Exercise aim >> From the line containing "[spot] the woman in white" to the end of the listing, copy each line exactly and leave out all others.
*** The data ***
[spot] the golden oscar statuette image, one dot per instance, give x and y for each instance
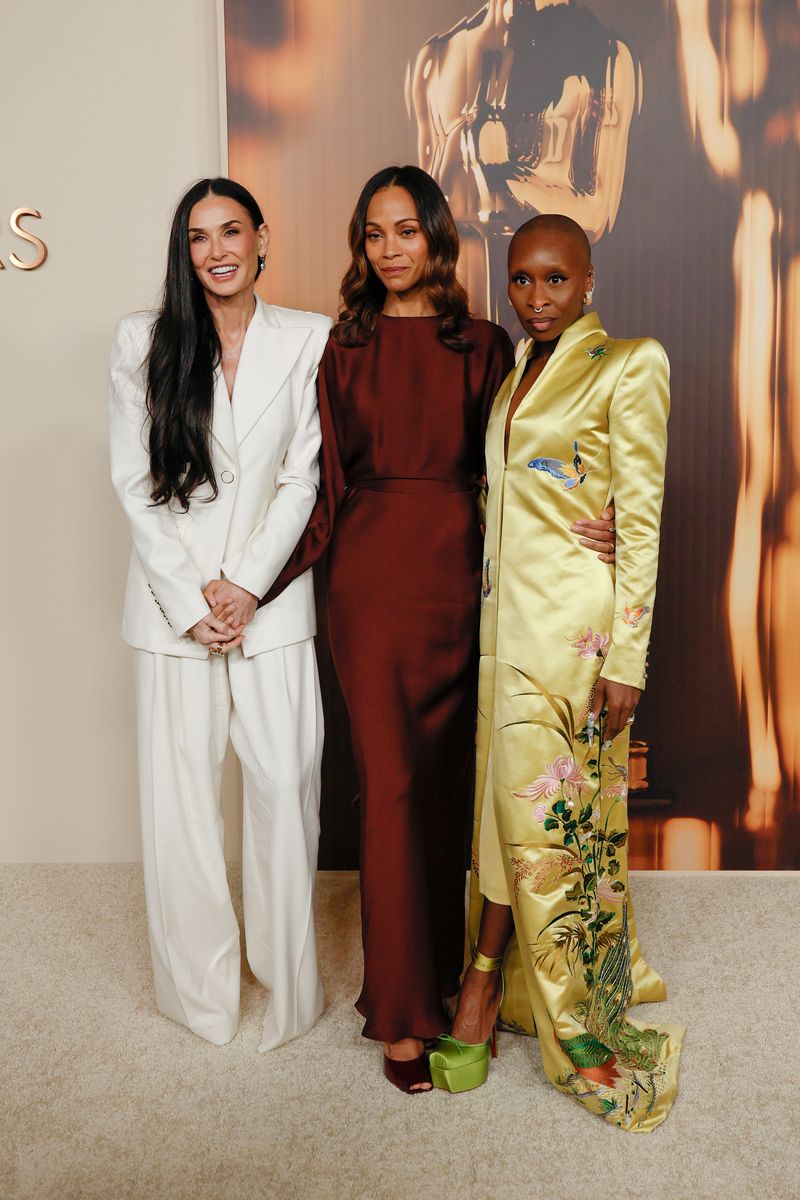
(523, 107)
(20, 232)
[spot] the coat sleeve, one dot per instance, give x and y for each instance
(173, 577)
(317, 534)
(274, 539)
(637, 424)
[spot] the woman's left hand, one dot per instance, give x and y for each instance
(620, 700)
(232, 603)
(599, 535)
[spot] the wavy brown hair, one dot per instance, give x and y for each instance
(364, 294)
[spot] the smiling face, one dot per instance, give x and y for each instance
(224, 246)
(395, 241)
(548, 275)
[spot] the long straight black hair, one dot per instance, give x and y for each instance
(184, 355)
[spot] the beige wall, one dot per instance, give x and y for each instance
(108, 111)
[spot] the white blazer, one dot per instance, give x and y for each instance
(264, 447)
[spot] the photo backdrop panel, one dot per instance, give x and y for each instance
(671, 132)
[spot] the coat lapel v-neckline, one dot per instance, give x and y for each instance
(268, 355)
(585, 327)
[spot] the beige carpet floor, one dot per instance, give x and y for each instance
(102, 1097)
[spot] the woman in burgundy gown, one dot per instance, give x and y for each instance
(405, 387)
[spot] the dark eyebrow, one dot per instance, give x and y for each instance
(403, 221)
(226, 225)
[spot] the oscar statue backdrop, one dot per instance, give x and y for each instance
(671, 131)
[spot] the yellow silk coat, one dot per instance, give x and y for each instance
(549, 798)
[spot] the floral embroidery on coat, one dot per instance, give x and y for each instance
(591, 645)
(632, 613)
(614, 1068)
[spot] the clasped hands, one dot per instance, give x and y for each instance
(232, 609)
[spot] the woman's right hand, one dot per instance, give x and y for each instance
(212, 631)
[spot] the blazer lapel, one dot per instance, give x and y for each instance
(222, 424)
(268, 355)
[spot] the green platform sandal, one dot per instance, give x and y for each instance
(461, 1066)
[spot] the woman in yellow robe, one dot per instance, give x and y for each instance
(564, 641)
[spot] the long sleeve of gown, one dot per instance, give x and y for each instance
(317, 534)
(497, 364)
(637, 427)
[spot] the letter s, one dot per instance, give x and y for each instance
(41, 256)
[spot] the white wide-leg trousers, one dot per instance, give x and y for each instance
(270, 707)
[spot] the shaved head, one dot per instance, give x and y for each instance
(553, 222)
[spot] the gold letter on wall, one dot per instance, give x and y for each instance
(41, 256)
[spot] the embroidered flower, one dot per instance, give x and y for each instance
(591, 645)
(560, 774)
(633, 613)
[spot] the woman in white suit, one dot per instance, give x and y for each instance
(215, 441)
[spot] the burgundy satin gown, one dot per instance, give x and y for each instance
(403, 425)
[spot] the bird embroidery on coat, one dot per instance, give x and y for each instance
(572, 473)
*** End of The data ***
Solution >>
[spot] the woman in white suit, one dot per instance, give x and y for each instance
(215, 441)
[spot] the burgundy satin gown, one dot per instance, give x and y for each instance
(403, 425)
[spot] the bird embroidery on coat, one dot per instance, give x and y for each instance
(572, 473)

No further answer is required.